WHAT THIS TASK INVOLVES:
Update the records by changing every "a single space" to "a comma", keeping everything else the same.

-- START INPUT FOR THIS TASK --

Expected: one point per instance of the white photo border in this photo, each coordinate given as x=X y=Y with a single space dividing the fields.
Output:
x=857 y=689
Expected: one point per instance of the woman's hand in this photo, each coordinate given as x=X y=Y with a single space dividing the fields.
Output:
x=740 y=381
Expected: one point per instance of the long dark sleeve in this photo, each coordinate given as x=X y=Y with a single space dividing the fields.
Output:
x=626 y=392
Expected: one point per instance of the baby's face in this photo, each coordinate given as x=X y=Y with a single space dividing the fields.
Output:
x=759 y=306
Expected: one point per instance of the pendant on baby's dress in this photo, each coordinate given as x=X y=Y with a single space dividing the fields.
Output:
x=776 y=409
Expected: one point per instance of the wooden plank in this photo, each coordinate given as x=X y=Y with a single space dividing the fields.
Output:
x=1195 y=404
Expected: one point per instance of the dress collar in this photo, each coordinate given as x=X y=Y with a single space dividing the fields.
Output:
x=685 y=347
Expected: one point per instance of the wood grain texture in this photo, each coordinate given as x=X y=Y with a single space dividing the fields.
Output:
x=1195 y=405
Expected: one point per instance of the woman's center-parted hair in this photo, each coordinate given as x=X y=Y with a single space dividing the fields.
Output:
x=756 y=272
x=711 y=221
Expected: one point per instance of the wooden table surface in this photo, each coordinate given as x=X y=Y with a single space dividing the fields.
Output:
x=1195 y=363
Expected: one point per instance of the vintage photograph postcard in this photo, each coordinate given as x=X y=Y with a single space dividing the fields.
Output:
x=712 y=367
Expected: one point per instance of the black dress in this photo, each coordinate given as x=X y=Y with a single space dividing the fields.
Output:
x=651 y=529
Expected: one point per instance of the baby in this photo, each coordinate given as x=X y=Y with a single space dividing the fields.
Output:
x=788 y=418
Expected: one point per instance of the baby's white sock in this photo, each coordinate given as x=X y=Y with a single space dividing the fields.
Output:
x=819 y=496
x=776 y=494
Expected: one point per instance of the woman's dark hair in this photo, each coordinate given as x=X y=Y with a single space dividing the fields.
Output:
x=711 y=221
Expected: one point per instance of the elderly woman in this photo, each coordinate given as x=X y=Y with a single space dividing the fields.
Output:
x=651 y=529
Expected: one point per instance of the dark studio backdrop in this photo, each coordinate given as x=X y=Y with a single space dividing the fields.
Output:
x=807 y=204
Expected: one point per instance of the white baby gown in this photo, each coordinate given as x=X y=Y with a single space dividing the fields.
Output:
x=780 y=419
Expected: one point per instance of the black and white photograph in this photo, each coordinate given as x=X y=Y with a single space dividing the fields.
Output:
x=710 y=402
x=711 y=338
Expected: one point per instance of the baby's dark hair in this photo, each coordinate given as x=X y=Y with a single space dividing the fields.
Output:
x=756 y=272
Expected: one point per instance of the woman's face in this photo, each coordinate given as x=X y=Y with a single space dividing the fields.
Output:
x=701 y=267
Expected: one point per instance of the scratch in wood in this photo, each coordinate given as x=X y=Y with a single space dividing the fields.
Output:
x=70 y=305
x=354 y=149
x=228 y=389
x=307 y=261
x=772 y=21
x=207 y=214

-- END INPUT FOR THIS TASK --

RESULT:
Expected: one point per instance of the white photo border in this photo, each coordinate given as x=X y=Y with a comma dividing the fields.
Output:
x=857 y=689
Expected: one point per instance of the woman's hand in this photo, each coordinate given as x=X y=Y with a comma dividing the fields.
Output:
x=740 y=381
Expected: one point per instance of the long dark sleeve in this photo, each coordinate given as x=X y=Y with a comma dividing the fields.
Output:
x=626 y=392
Expected: one point per instance of the baby's face in this photo, each coordinate given as x=X y=Y with a comma dividing the fields.
Output:
x=759 y=306
Expected: one point per instance of the pendant on baby's dress in this photo, each coordinate given as x=X y=Y with a comma dividing the fields.
Output:
x=776 y=409
Expected: one point per instance of the wooden plank in this photo, each coordinate given as x=X y=Y with a comma dividing the fields.
Output:
x=1195 y=404
Expected: one point per instance of the dress collar in this photo, each coordinate given as x=X y=Y with a comma dividing the fields.
Output:
x=685 y=347
Expected: one point per instance of the wood grain texture in this photo, each coordinate given as x=X y=Y with a comma dividing the fields.
Output:
x=1195 y=405
Expected: one point per instance of the woman's center-parted hair in this photo, each coordinate given as x=X y=Y with a comma dividing the fields.
Output:
x=756 y=272
x=711 y=221
Expected: one point per instance of the wooden table surface in this photo, each coordinate given as x=X y=Y with a comma dividing the fields.
Output:
x=1195 y=363
Expected: one point per instance of the vintage photograph postcard in this photo, each coordinate given as x=X y=Y with a comma dividing the fields.
Output:
x=712 y=367
Expected: one point per instance of the black dress in this photo, each coordinate given as x=X y=Y with a comma dividing the fields.
Output:
x=651 y=529
Expected: one point per instance of the baby in this photo, each coordinate given as x=X y=Y with a comma dividing the fields.
Output:
x=788 y=418
Expected: one point per instance of the baby's white sock in this photo, each coordinate given as x=X y=Y with a comma dividing the fields.
Output:
x=819 y=496
x=776 y=494
Expected: one point per instance of the woman's dark hair in this photo, each coordinate given as x=X y=Y with a comma dividing the fields.
Output:
x=711 y=221
Expected: one point per instance of the elderly woman in this photo, each coordinate given as x=X y=Y with a comma dividing the fields.
Output:
x=651 y=529
Expected: one point per instance of the dark studio backdrop in this photo, each coordinate given as x=X y=Y with a comma dividing the fields.
Output:
x=807 y=204
Expected: one point per instance of the white baby gown in this photo, each coordinate given as x=X y=Y with a comma dividing the fields.
Output:
x=780 y=419
Expected: one point per instance of the black and white photograph in this photo, each coordinate given as x=X y=Y with a comma dividing the fields.
Output:
x=710 y=402
x=711 y=338
Expected: one point per instance of the baby's dark hair in this photo, each coordinate given as x=X y=Y with a comma dividing the fields.
Output:
x=756 y=272
Expected: one point per instance of the woman's face in this photo, each coordinate given as x=X y=Y with a comma dividing the fields.
Output:
x=701 y=267
Expected: one point per instance of the scratch in wood in this photo, each coordinate given as x=X y=Y with a comma dividing the fields.
Output:
x=70 y=305
x=354 y=149
x=228 y=389
x=307 y=261
x=772 y=21
x=207 y=214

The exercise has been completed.